### WHAT YOU NEED TO DO
Any pictures in the records below should be skipped; write out everything else exactly.

### DATASET
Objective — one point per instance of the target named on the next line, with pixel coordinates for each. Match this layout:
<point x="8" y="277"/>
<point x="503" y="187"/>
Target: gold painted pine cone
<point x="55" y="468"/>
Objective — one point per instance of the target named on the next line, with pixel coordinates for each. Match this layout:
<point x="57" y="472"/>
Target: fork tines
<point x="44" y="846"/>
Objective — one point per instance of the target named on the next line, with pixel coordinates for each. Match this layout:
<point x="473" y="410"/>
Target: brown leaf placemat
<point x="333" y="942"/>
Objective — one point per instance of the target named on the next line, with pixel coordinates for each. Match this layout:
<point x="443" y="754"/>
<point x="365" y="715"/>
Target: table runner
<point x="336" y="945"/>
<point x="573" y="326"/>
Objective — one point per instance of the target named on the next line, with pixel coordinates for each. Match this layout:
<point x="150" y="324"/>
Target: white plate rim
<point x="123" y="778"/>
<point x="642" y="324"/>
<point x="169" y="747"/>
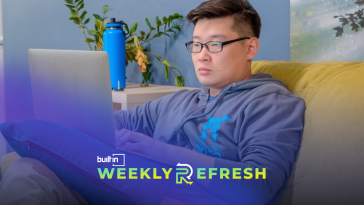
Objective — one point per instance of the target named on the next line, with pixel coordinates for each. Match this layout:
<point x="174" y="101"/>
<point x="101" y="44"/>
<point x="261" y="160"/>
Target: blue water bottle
<point x="114" y="45"/>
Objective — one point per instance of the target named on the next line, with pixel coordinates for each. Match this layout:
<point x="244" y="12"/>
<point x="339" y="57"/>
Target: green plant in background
<point x="355" y="19"/>
<point x="134" y="41"/>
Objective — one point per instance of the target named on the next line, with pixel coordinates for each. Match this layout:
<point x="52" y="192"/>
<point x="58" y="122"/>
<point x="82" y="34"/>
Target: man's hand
<point x="137" y="142"/>
<point x="127" y="140"/>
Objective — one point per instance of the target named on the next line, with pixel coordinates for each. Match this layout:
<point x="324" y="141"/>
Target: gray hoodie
<point x="256" y="123"/>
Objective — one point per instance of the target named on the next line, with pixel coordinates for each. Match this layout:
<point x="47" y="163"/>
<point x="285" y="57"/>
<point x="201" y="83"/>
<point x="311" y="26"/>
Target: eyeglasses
<point x="211" y="46"/>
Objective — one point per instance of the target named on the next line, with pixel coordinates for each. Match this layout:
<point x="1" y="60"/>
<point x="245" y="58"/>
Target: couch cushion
<point x="72" y="155"/>
<point x="330" y="162"/>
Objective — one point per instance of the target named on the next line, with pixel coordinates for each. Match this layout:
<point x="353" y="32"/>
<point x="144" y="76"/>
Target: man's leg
<point x="29" y="181"/>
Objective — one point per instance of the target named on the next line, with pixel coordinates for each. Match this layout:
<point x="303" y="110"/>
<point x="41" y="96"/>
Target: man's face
<point x="217" y="70"/>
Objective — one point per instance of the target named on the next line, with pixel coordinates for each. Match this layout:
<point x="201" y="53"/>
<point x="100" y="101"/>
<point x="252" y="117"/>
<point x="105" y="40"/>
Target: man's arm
<point x="140" y="119"/>
<point x="270" y="138"/>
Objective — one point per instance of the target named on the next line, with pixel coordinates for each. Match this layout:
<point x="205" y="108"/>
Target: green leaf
<point x="176" y="15"/>
<point x="165" y="20"/>
<point x="148" y="23"/>
<point x="87" y="20"/>
<point x="105" y="9"/>
<point x="77" y="21"/>
<point x="157" y="21"/>
<point x="130" y="41"/>
<point x="166" y="63"/>
<point x="146" y="38"/>
<point x="166" y="72"/>
<point x="97" y="17"/>
<point x="136" y="41"/>
<point x="126" y="28"/>
<point x="83" y="15"/>
<point x="91" y="32"/>
<point x="130" y="57"/>
<point x="81" y="6"/>
<point x="74" y="13"/>
<point x="134" y="28"/>
<point x="178" y="27"/>
<point x="179" y="81"/>
<point x="157" y="34"/>
<point x="79" y="3"/>
<point x="70" y="7"/>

### SOLUTION FOR THIS PROBLEM
Objective — one point per instance of the target named on the next line, with pixel coordinates for each. Match this layout:
<point x="8" y="277"/>
<point x="503" y="187"/>
Target: gold painted pine cone
<point x="55" y="468"/>
Objective — one point per instance of the target named on the next line, with pixel coordinates for each. Match this layout:
<point x="57" y="472"/>
Target: fork tines
<point x="44" y="846"/>
Objective — one point per instance of the target named on the next line, with pixel coordinates for each. Match this layout:
<point x="473" y="410"/>
Target: brown leaf placemat
<point x="333" y="942"/>
Objective — one point per instance of the target named on the next line, with pixel coordinates for each. Match this layout:
<point x="443" y="754"/>
<point x="365" y="715"/>
Target: table runner
<point x="336" y="945"/>
<point x="573" y="326"/>
Objective — one point per instance of the target named on the next line, with pixel coordinates for each. Match this layout:
<point x="150" y="324"/>
Target: white plate rim
<point x="123" y="778"/>
<point x="642" y="324"/>
<point x="169" y="747"/>
Objective — one point per instance of the target named on the next line, with pixel coordinates for each. Match this layout:
<point x="174" y="101"/>
<point x="101" y="44"/>
<point x="261" y="160"/>
Target: blue water bottle
<point x="114" y="45"/>
Objective — one point per instance of the target named on the next line, with pixel coordinates for each. Match this layout:
<point x="244" y="12"/>
<point x="339" y="57"/>
Target: green plant in background
<point x="355" y="19"/>
<point x="134" y="41"/>
Objective — one point per instance of the target named on the next line, with pixel coordinates for each. Match this layout:
<point x="52" y="192"/>
<point x="58" y="122"/>
<point x="82" y="34"/>
Target: man's hand
<point x="137" y="142"/>
<point x="127" y="140"/>
Objective — one point per instance of the target named on the next line, with pixel coordinates for each. Match this layout:
<point x="324" y="141"/>
Target: gray hoodie
<point x="256" y="123"/>
Objective — one point per instance of the target named on the next line, with pixel coordinates for each. Match this layout:
<point x="47" y="163"/>
<point x="285" y="57"/>
<point x="201" y="83"/>
<point x="311" y="26"/>
Target: eyeglasses
<point x="211" y="46"/>
Objective — one point per instance of the target named on the next line, with pixel coordinates for each. Match this layout:
<point x="1" y="60"/>
<point x="245" y="58"/>
Target: couch cushion
<point x="72" y="155"/>
<point x="330" y="162"/>
Objective — one point per instance of the target named on the next line, with pixel coordinates for each. Match this layout:
<point x="353" y="32"/>
<point x="144" y="76"/>
Target: man's leg
<point x="29" y="181"/>
Objective — one point per instance of the target named on the next line, with pixel coordinates for each. Match this layout:
<point x="303" y="110"/>
<point x="41" y="96"/>
Target: man's face
<point x="217" y="70"/>
Objective — one point per instance of the target named on the next line, with pixel coordinates for each. Match this layout:
<point x="201" y="53"/>
<point x="100" y="101"/>
<point x="252" y="117"/>
<point x="105" y="40"/>
Target: man's arm
<point x="140" y="119"/>
<point x="270" y="138"/>
Objective — one point per instance of the target named on the next line, with pixel coordinates for each. Match this layout:
<point x="205" y="108"/>
Target: green leaf
<point x="176" y="15"/>
<point x="165" y="20"/>
<point x="148" y="23"/>
<point x="87" y="20"/>
<point x="105" y="9"/>
<point x="77" y="21"/>
<point x="157" y="21"/>
<point x="130" y="41"/>
<point x="166" y="63"/>
<point x="146" y="38"/>
<point x="166" y="72"/>
<point x="97" y="17"/>
<point x="136" y="41"/>
<point x="126" y="28"/>
<point x="83" y="15"/>
<point x="91" y="32"/>
<point x="130" y="57"/>
<point x="81" y="6"/>
<point x="74" y="13"/>
<point x="134" y="28"/>
<point x="178" y="27"/>
<point x="179" y="81"/>
<point x="157" y="34"/>
<point x="79" y="3"/>
<point x="70" y="7"/>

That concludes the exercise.